**Exercise details:** Lay out all the records below as a two-column CSV with the headers text and answer, one row per record. Put each record's text and its answer in one quoted field each, turn line breaks into spaces, and leave out the pictures.
===== Data shown =====
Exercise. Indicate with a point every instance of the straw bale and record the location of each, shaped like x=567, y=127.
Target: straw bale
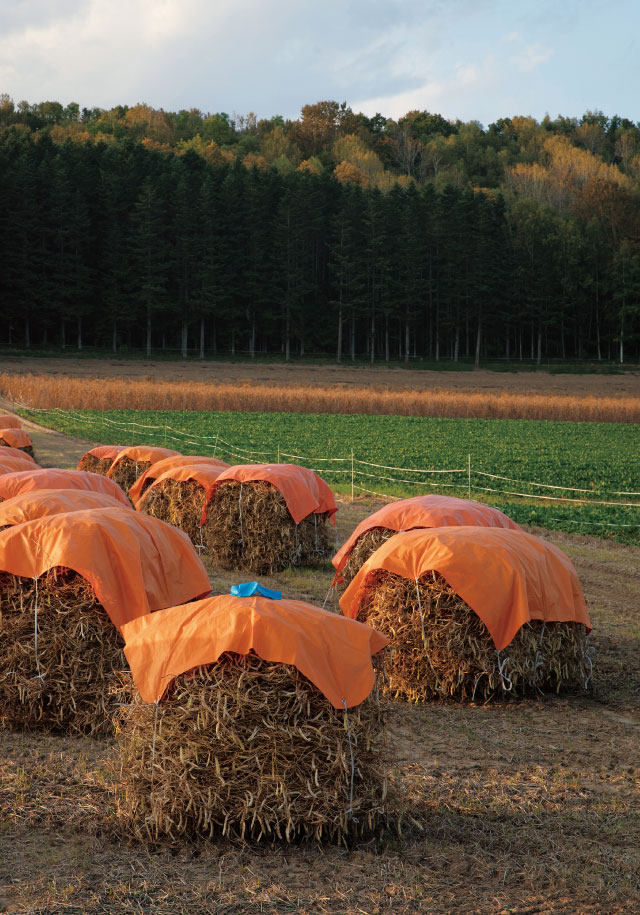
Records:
x=127, y=472
x=65, y=683
x=251, y=750
x=28, y=449
x=364, y=547
x=441, y=647
x=92, y=464
x=249, y=527
x=177, y=503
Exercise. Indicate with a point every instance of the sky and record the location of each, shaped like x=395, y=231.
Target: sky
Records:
x=468, y=59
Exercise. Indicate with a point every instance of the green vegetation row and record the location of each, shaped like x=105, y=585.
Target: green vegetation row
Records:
x=601, y=458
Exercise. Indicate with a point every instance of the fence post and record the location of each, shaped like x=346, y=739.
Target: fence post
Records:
x=352, y=475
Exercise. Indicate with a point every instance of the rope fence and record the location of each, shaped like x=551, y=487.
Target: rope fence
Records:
x=360, y=475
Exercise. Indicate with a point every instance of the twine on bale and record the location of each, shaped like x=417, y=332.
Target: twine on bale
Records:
x=249, y=527
x=443, y=649
x=249, y=750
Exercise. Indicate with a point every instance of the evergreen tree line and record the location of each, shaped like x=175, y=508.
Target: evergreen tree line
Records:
x=121, y=245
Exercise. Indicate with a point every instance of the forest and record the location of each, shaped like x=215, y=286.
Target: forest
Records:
x=335, y=234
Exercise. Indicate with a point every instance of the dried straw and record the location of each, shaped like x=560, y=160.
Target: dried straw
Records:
x=179, y=504
x=249, y=749
x=127, y=472
x=64, y=681
x=28, y=449
x=364, y=547
x=92, y=464
x=249, y=527
x=441, y=647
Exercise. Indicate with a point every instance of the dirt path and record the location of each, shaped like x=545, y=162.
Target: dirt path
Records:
x=326, y=375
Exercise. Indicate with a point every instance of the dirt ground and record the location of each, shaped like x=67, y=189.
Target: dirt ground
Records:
x=513, y=808
x=541, y=382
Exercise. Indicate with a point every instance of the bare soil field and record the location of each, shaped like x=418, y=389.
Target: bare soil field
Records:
x=540, y=382
x=513, y=808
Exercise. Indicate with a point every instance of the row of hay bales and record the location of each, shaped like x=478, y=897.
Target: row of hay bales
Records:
x=260, y=518
x=247, y=716
x=261, y=721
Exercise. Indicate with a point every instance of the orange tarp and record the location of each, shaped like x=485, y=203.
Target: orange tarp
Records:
x=13, y=484
x=425, y=511
x=141, y=453
x=204, y=474
x=16, y=438
x=9, y=422
x=16, y=452
x=331, y=651
x=303, y=490
x=10, y=463
x=103, y=451
x=179, y=460
x=134, y=563
x=507, y=577
x=40, y=503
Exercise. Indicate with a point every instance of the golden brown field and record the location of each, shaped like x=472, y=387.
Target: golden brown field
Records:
x=518, y=808
x=42, y=391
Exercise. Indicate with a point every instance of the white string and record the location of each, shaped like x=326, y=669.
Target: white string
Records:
x=503, y=676
x=153, y=743
x=539, y=660
x=353, y=768
x=35, y=633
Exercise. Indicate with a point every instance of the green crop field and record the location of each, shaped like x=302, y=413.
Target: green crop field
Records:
x=602, y=459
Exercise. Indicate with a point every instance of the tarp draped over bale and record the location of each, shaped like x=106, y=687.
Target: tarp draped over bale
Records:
x=331, y=651
x=9, y=463
x=16, y=438
x=133, y=461
x=8, y=451
x=7, y=421
x=100, y=458
x=266, y=517
x=177, y=497
x=507, y=577
x=303, y=490
x=28, y=480
x=171, y=463
x=473, y=610
x=67, y=583
x=135, y=564
x=249, y=736
x=41, y=503
x=411, y=514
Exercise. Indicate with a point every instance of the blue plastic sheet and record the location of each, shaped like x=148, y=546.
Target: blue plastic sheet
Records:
x=249, y=588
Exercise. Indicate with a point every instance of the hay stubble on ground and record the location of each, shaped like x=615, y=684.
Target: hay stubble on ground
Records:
x=521, y=808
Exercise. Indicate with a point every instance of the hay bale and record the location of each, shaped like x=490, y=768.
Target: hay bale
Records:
x=441, y=647
x=65, y=682
x=364, y=547
x=249, y=527
x=91, y=464
x=127, y=471
x=249, y=749
x=179, y=503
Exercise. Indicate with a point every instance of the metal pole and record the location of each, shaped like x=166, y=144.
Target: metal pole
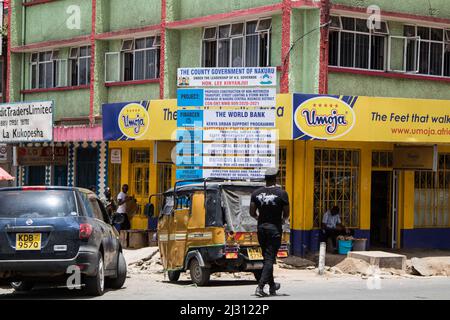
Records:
x=322, y=253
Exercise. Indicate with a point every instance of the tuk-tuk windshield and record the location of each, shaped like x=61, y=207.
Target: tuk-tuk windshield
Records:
x=168, y=205
x=236, y=207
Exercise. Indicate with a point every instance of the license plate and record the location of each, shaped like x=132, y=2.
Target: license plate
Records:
x=255, y=254
x=28, y=241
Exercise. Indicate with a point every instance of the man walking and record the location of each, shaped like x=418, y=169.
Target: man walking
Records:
x=270, y=206
x=122, y=200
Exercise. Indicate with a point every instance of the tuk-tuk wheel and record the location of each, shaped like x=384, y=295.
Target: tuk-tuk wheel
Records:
x=199, y=276
x=257, y=274
x=173, y=275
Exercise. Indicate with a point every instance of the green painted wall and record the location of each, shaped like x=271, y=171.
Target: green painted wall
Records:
x=176, y=57
x=305, y=58
x=68, y=104
x=49, y=22
x=186, y=9
x=133, y=14
x=436, y=8
x=348, y=84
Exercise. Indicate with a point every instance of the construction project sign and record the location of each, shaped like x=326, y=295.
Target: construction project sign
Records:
x=352, y=118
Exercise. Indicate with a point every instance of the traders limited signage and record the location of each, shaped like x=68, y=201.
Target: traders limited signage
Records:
x=227, y=77
x=26, y=122
x=352, y=118
x=41, y=156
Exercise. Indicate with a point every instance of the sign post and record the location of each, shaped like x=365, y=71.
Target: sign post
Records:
x=226, y=123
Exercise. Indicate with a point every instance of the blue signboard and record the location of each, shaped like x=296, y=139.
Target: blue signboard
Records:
x=187, y=174
x=190, y=135
x=189, y=148
x=190, y=118
x=190, y=97
x=114, y=128
x=189, y=161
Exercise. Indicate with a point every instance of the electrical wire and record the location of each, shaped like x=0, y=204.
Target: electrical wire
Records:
x=300, y=38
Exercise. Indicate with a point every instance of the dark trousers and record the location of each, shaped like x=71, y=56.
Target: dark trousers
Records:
x=325, y=234
x=269, y=237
=====
**Result:**
text,answer
"Exercise. Indicate with a point every instance of the straw bale and record the location of each, shaped like x=567, y=127. Target: straw bale Records:","x=127, y=472 x=65, y=683 x=251, y=750 x=28, y=449 x=364, y=547 x=441, y=647 x=92, y=464 x=249, y=527 x=177, y=503"
"Exercise. Indicate with a point every instance of the sky and record the location of each, shaped like x=395, y=231. Target: sky Records:","x=468, y=59"
"Exercise. Indicate with a point every instance of the green vegetation row and record the location of each, shaped like x=105, y=585. Target: green vegetation row Records:","x=601, y=458"
"Exercise. Indicate with a point every instance of the fence post and record the location of each, shaped like x=346, y=739. Target: fence post Records:","x=352, y=475"
"Exercise. Indicate with a point every instance of the rope fence and record the location of each, shaped like x=551, y=487. Target: rope fence Records:","x=360, y=475"
"Exercise. Indicate with a point every instance of the twine on bale and record the location of each, shaped like x=417, y=332. Target: twine on bale Records:","x=249, y=527 x=443, y=649 x=249, y=750"
"Exercise. Indicate with a point every instance of the evergreen tree line and record the location of each, shaped like x=175, y=508. Target: evergreen tree line Records:","x=121, y=245"
"Exercise. Indicate with a point every instance of the forest and record the location of each, shaped like x=215, y=286. Target: forest Records:","x=335, y=234"
"Exercise. Indicate with a point every instance of the dried straw and record the location of each, shaped like x=560, y=160. Target: dried straw Records:","x=179, y=504 x=249, y=749 x=127, y=472 x=64, y=681 x=28, y=449 x=364, y=547 x=92, y=464 x=249, y=527 x=441, y=647"
"Exercise. Indicate with a point every instance of the dirt path and record the location of each, shaped like x=545, y=162. Target: dirt path Records:","x=326, y=375"
"Exercise. Indicate with a point every instance of the dirt ground and record the location of each, shaped like x=67, y=189. Target: dirt ground Records:","x=513, y=808 x=541, y=382"
"Exercise. Indicate with a point every instance of the bare soil field and record the location of each, shaped like x=418, y=389. Target: bare soil field Records:","x=540, y=382 x=513, y=808"
"Exercise. Indicate with a point every instance of the row of hay bales and record the location of each, shaped like x=478, y=897. Target: row of hay bales Records:","x=260, y=518 x=247, y=716 x=261, y=721"
"Exercise. Indicate with a point every instance of the orange tarp and record the location of each, shaped like x=485, y=203. Target: orange tarp Records:","x=13, y=484 x=425, y=511 x=141, y=453 x=204, y=474 x=16, y=438 x=9, y=422 x=16, y=452 x=331, y=651 x=303, y=490 x=10, y=463 x=103, y=451 x=179, y=460 x=134, y=563 x=507, y=577 x=40, y=503"
"Exercise. Indicate with a point every instance of the golden brown field and record the location of each, shaped like x=472, y=387. Target: golden brown field Records:","x=518, y=808 x=42, y=391"
"Exercise. Indicate with a point every instance of the white string and record the location of each, shaped like x=326, y=669. Target: white string Records:","x=503, y=676 x=153, y=743 x=539, y=660 x=353, y=768 x=35, y=633"
"Exercise. Indicate with a point every instance of the green crop field and record the location of each, shaped like x=302, y=413. Target: green crop field Records:","x=602, y=459"
"Exercise. Indicate with a point every instance of the tarp draped over bale and record the location of each, shaped like x=106, y=687. Target: tarp draped over bale Records:","x=331, y=651 x=9, y=463 x=16, y=438 x=133, y=461 x=8, y=451 x=7, y=421 x=100, y=458 x=266, y=517 x=177, y=497 x=507, y=577 x=303, y=490 x=28, y=480 x=171, y=463 x=473, y=610 x=67, y=583 x=135, y=564 x=249, y=736 x=41, y=503 x=411, y=514"
"Exercise. Indicate with a point every instance of the blue plastic sheet and record the location of each, shaped like x=148, y=546. Target: blue plastic sheet Records:","x=249, y=588"
"Exercise. Indicate with a point every instance of the hay stubble on ground and record the location of each, shaped like x=615, y=684. Target: hay stubble on ground Records:","x=521, y=808"
"Exercise. Indicate with a point every instance of the hay bale and record the location of each, shaped like x=490, y=768. Target: hay bale Records:","x=441, y=647 x=65, y=682 x=364, y=547 x=249, y=527 x=91, y=464 x=127, y=471 x=249, y=749 x=179, y=503"
"Exercise. Indicate with a point every instance of the metal pole and record the location of each, shaped like x=166, y=144. Target: metal pole Records:","x=322, y=253"
"Exercise. Indicate with a point every instance of the tuk-tuk windshield and record the location of each, shaped like x=61, y=207. Target: tuk-tuk windshield Records:","x=168, y=205 x=236, y=207"
"Exercise. Indicate with a point every instance of the license plate and record the location of each, shaped like x=132, y=2. Target: license plate Records:","x=255, y=254 x=28, y=241"
"Exercise. Indicate with a point every instance of the man walking and record the location of each, shaped like x=418, y=169. Target: man walking Records:","x=270, y=206 x=122, y=200"
"Exercise. Indicate with a point every instance of the tuk-tuk wheel and record the location of each, shaped like x=384, y=295. Target: tuk-tuk wheel Records:","x=199, y=276 x=257, y=274 x=173, y=275"
"Exercise. Indicate with a point every instance of the green painted wall and record the location of each, shaped like x=271, y=171. Target: green painted wall Records:","x=176, y=57 x=305, y=58 x=68, y=104 x=49, y=22 x=186, y=9 x=133, y=14 x=436, y=8 x=348, y=84"
"Exercise. Indicate with a point every instance of the construction project sign and record the location of each, shaped like x=326, y=295. Target: construction project sign Records:","x=352, y=118"
"Exercise. Indicate with a point every instance of the traders limited signage and record the location of each, shaped like x=68, y=201. Target: traders limited signage Records:","x=227, y=77 x=26, y=122 x=352, y=118 x=41, y=156"
"Exercise. Indicate with a point every instance of the sign post and record the location of each, shaped like x=365, y=71. Target: sign post Records:","x=226, y=123"
"Exercise. Indicate with a point every instance of the blue signboard and record the location of each, shaped like x=296, y=139. Target: blue signboard Records:","x=187, y=174 x=190, y=135 x=189, y=148 x=190, y=118 x=190, y=97 x=114, y=128 x=189, y=161"
"Exercise. Indicate with a point every instance of the electrical wire and record the location of each, shaped like x=0, y=204. Target: electrical wire Records:","x=300, y=38"
"Exercise. Indicate with a point every instance of the dark trousers and record the location of each, shaped like x=71, y=56. Target: dark trousers Records:","x=325, y=234 x=269, y=237"